List of tasks:
a) Summarize the opinion letter in two sentences.
b) According to the opinion letter, how many ordinary shares of GigaMedia Limited is the Registration Statement on Form S-8 meant to register?

Source document:

::::::::

EX-5.1 3 h01807exv5w1.htm EX-5.1 OPINION OF ALLEN & GLEDHILL LLP EX-5.1 OPINION OF ALLEN & GLEDHILL LLP
 

Exhibit 5.1
(ALLEN&GLEDHILL LOGO)
                     
WRITER’S NAME
  :   Lim Mei / Christopher Ong   DIRECT TEL   :   +65 6890 7732 / 7728
 
          DIRECT FAX   :   +65 6302 3148 / 3169
 
          DIRECT E-MAIL   :   lim.mei@allenandgledhill.com
 
                  christopher.ong@allenandgledhill.com
OUR REF
  :   LM/OHW/2007011967            
YOUR REF
  :                
 
11 January 2008
     
BY DHL
       
Gigamedia Limited
8F, 207 Tiding Boulevard — Sec. 2
Neihu District, Taipei City 114
Taiwan
Attention : Ms Jennifer Tseng / Mr Chu Shi-Ting
Dear Sirs
GIGAMEDIA LIMITED REGISTRATION STATEMENT ON FORM S-8
1.   We have acted as legal counsel in the Republic of Singapore to GigaMedia Limited (the “Company”) in connection with its Registration Statement on Form S-8 (the “Registration Statement”) to register under the Securities Act of 1933, as amended, up to 2,000,000 ordinary shares of the Company (“Shares”) issuable pursuant to the Company’s 2007 Equity Incentive Plan (the “Plan”).

::::::::

Data:
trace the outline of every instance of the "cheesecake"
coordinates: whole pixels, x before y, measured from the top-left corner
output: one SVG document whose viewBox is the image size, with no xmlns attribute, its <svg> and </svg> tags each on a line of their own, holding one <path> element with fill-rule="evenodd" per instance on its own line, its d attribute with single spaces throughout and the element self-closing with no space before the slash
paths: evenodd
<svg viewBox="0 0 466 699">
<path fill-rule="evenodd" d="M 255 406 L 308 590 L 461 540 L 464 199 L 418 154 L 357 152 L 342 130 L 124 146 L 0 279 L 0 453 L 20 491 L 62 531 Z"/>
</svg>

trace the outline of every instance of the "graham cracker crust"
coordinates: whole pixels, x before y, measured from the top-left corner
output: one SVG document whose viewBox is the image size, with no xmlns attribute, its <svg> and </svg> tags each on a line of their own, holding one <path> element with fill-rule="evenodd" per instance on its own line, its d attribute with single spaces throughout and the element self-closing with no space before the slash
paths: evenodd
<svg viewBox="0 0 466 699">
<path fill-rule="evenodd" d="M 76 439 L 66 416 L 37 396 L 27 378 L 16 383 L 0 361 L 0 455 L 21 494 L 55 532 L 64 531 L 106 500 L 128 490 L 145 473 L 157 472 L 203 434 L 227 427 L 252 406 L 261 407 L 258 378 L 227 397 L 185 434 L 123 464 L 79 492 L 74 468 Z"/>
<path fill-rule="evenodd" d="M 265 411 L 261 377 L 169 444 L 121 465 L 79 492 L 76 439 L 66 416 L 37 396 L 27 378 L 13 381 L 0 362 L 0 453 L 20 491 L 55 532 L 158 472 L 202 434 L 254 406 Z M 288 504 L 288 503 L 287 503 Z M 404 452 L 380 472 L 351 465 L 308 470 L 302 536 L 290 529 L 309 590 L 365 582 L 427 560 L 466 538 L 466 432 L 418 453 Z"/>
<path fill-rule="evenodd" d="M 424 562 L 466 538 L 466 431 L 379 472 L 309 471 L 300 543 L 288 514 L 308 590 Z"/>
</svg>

::::::::

List of solutions:
a) This letter from Allen & Gledhill LLP, dated 11 January 2008, is addressed to GigaMedia Limited in Taipei and concerns the company's Registration Statement on Form S-8. The firm states that it acted as the company's legal counsel in Singapore for registering, under the Securities Act of 1933, up to 2,000,000 ordinary shares issuable under the company's 2007 Equity Incentive Plan.

b) Up to 2,000,000 ordinary shares.